■ **EXERCISE INSTRUCTIONS**:
The records below are to be quoted in full; please keep every word exact.

=== INPUT DATA ===

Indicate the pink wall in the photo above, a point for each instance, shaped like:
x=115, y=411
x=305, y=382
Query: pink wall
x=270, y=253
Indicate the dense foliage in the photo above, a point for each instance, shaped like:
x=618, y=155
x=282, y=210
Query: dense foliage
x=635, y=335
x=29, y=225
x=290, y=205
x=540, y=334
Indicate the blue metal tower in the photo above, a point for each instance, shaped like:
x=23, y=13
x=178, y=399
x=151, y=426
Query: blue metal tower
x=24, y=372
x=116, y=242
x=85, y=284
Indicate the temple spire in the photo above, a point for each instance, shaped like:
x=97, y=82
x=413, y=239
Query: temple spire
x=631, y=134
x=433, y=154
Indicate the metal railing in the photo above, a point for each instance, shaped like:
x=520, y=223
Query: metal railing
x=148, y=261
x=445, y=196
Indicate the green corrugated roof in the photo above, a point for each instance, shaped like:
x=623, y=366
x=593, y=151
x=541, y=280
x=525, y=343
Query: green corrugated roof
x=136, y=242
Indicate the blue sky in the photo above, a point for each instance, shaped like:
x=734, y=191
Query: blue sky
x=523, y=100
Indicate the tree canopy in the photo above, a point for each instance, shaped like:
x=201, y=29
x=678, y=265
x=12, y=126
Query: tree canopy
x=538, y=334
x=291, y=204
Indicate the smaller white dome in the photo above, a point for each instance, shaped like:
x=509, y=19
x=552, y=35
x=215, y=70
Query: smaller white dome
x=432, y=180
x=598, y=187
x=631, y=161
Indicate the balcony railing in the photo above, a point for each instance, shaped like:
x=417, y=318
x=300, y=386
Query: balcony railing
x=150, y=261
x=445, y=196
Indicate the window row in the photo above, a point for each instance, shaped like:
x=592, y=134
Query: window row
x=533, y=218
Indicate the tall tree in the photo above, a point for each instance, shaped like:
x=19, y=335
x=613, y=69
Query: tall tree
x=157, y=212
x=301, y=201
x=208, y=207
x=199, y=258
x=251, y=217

===

■ **EXPECTED OUTPUT**:
Indicate the pink wall in the photo above, a point for each instance, shaped like:
x=115, y=411
x=305, y=382
Query: pink wall
x=270, y=253
Indicate the dense foliage in the photo above, a point for each instance, shaped like:
x=618, y=155
x=282, y=210
Query: dense foliage
x=635, y=335
x=29, y=225
x=290, y=205
x=540, y=334
Indicate the blue metal tower in the photo above, a point for each instance, shaped like:
x=23, y=13
x=178, y=399
x=151, y=426
Query: blue metal tower
x=24, y=372
x=116, y=242
x=85, y=284
Indicate the temple spire in the photo above, a point for each instance, shaped like:
x=97, y=82
x=413, y=239
Query: temple spire
x=631, y=134
x=433, y=154
Indicate the metal railing in the photo above, a point for each instance, shaped like:
x=520, y=223
Query: metal railing
x=148, y=261
x=445, y=196
Indicate the green corrugated roof in the photo above, a point for each instance, shaped like:
x=623, y=366
x=593, y=151
x=541, y=280
x=525, y=343
Query: green corrugated roof
x=136, y=242
Indicate the blue sky in the photo above, a point for each instance, shaped like:
x=734, y=191
Query: blue sky
x=523, y=100
Indicate the tree canopy in the photo above, a point for each instance, shaped like:
x=201, y=29
x=678, y=265
x=12, y=126
Query: tree canopy
x=538, y=334
x=291, y=204
Indicate the smaller white dome in the photo above, a point for each instance, shaped like:
x=509, y=19
x=552, y=35
x=215, y=70
Query: smaller white dome
x=432, y=180
x=598, y=187
x=631, y=161
Indicate the balcony railing in the photo above, a point for each instance, shaped like:
x=417, y=318
x=300, y=386
Query: balcony railing
x=150, y=261
x=445, y=196
Indicate the window row in the photo above, a point for each instance, shaped like:
x=592, y=134
Query: window row
x=533, y=218
Indicate the tall tree in the photo above, a point for each instance, shaped like:
x=19, y=335
x=613, y=69
Query: tall tree
x=157, y=212
x=301, y=201
x=208, y=207
x=199, y=258
x=251, y=217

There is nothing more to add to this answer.